• Extrait choisi:
┌────────

Le prolongement atlantique des terres marocaines n’est pas aussi évident ; mais Gentil, qui connaît si bien la structure et la nature du Magreb, en est partisan. Selon ce savant géologue, les Canaries sont dans le prolongement de la Meseta marocaine, englobée comme son homologue, la Meseta ibérique, dans les plissements alpins, et les plis du Haut Atlas y viennent mourir en s’atténuant. Le canal qui sépare les Canaries de la côte méridionale du Maroc serait, d’après lui, comparable au détroit de Gibraltar, et, de même que d’un côté et d’autre de celui-ci il y a une continuité parfaite entre les systèmes rifain et pénibétique, les îles de l’archipel espagnol représenteraient l’émersion, de l’autre côté du canal, des plis de l’Atlas qui s’abaissent sous l’Atlantique entre Agadir et le cap Guir.

Pour beaucoup de raisons, il nous paraît difficile de comparer avec le détroit de Gibraltar ce canal qui, au large de Fuerteventura et non loin de ses côtes, offre déjà une profondeur qui oscille entre 1 000 et 1 500 mètres. Mais cela n’empêche pas que nous partagions l’opinion que le piédestal sédimentaire sur lequel s’appuient sans doute les Canaries ait été, en d’autre temps, soudé au continent africain.

Une opinion semblable est professée par Termier, pour lequel ou bien la Meseta marocaine se prolongeait longitudinalement en séparant à travers l’Atlantique deux chaînes alpines, l’Atlas et le Rif, ou bien le vrai système alpin s’arrêtait entre Trafalgar et Tanger, brisé « par l’obstacle infranchissable d’un immense morceau des Altaïdes, aujourd’hui coupé en deux par l’effondrement de l’Atlantide, réunissant autrefois la Meseta marocaine et la Meseta espagnole[1] ».

Le problème paraît donc être de fixer l’époque où les Canaries actuelles, ou leur plate-forme sédimentaire, furent séparées du sol africain. À ce point de vue, les opinions sont loin d’être d’accord, comme nous allons le voir.

Jusqu’à présent, les estimations des divers auteurs, bien qu’elles concordent sur le point que le phénomène est très récent géologiquement parlant, n’arrivent pas à fixer le moment d’une manière assez précise pour nous permettre d’affirmer que le souvenir en a pu ou non parvenir aux hommes à l’aurore de l’histoire.

└────────

• Exercice court 1: Relevez tous les noms de villes et de caps cités dans l'extrait choisi.
• Exercice court 2: D'après l'extrait choisi, quelle profondeur le canal présente-t-il au large de Fuerteventura ?
• Exercice court 3: Recopiez l'extrait choisi de "Jusqu’à présent, les" à "l’aurore de l’histoire.".

• Données extraites:
┌────────

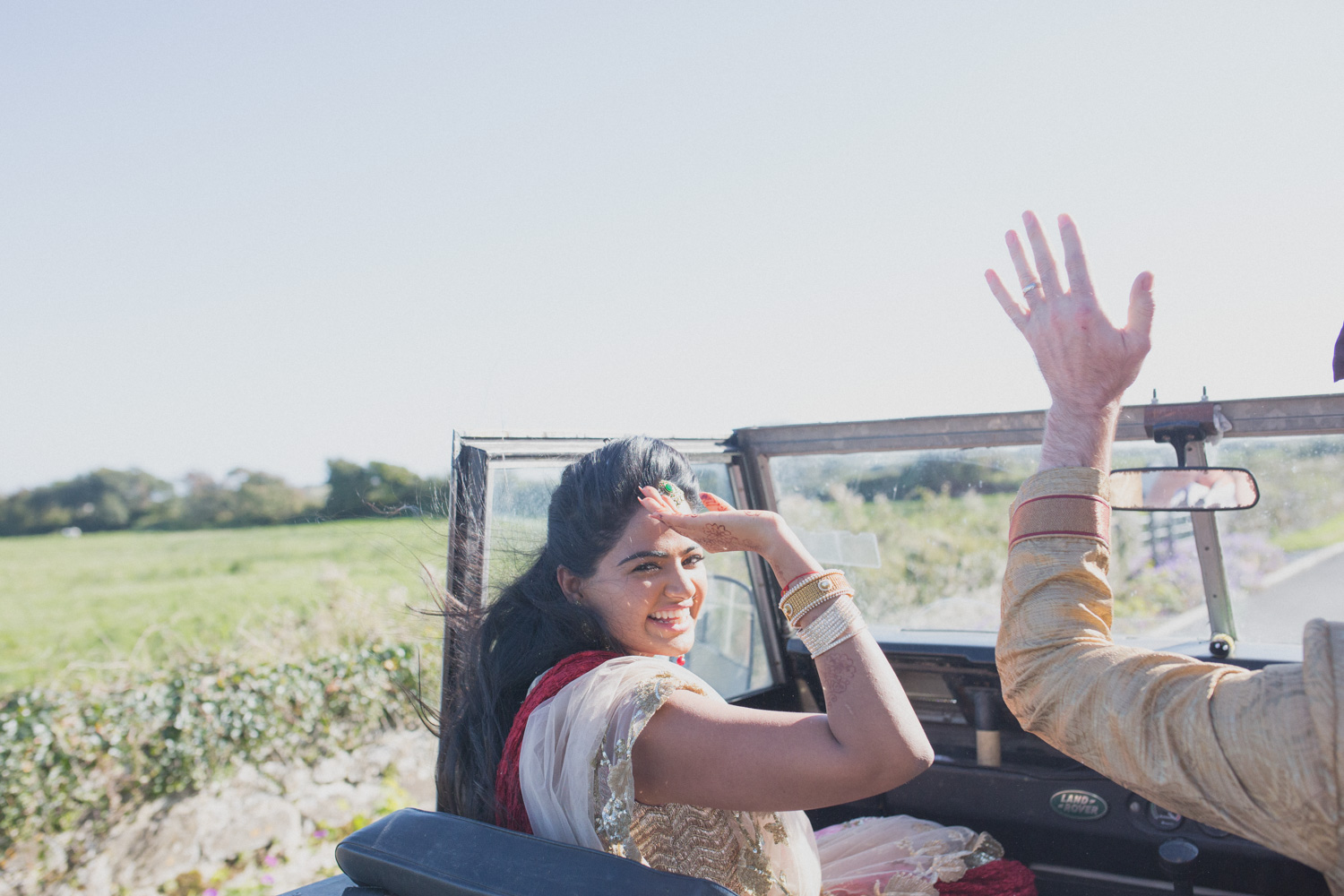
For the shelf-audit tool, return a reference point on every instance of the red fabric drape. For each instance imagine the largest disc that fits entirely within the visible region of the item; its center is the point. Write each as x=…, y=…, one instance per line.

└────────
┌────────

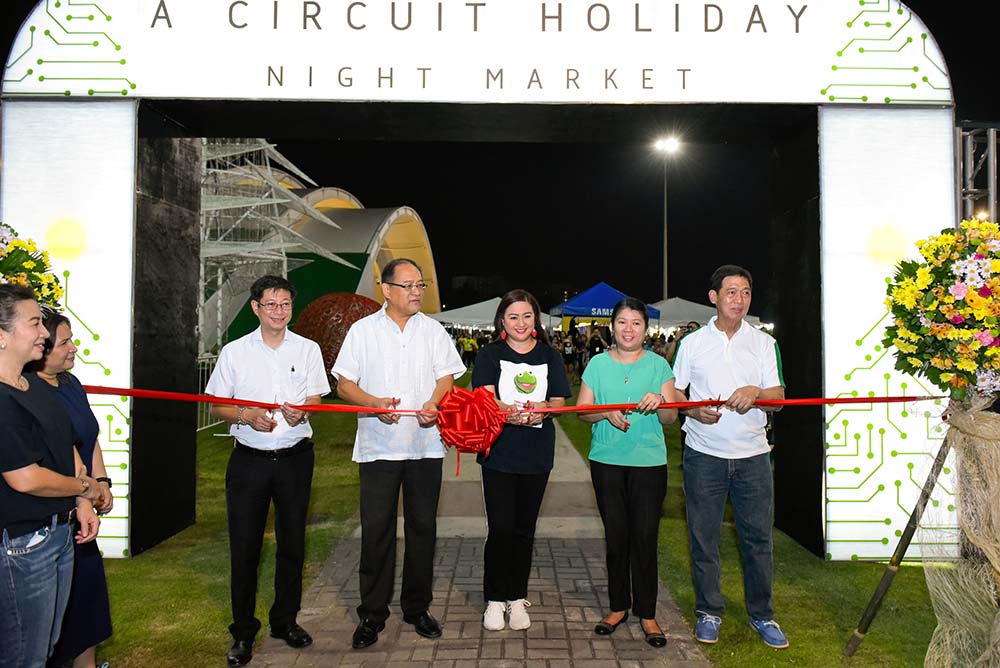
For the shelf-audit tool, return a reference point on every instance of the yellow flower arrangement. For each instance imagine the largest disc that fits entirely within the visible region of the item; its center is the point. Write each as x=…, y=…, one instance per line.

└────────

• Réponse rédigée 1: Agadir, cap Guir, Trafalgar, Tanger

• Réponse rédigée 2: Une profondeur qui oscille entre 1 000 et 1 500 mètres.

• Réponse rédigée 3:
Jusqu’à présent, les estimations des divers auteurs, bien qu’elles concordent sur le point que le phénomène est très récent géologiquement parlant, n’arrivent pas à fixer le moment d’une manière assez précise pour nous permettre d’affirmer que le souvenir en a pu ou non parvenir aux hommes à l’aurore de l’histoire.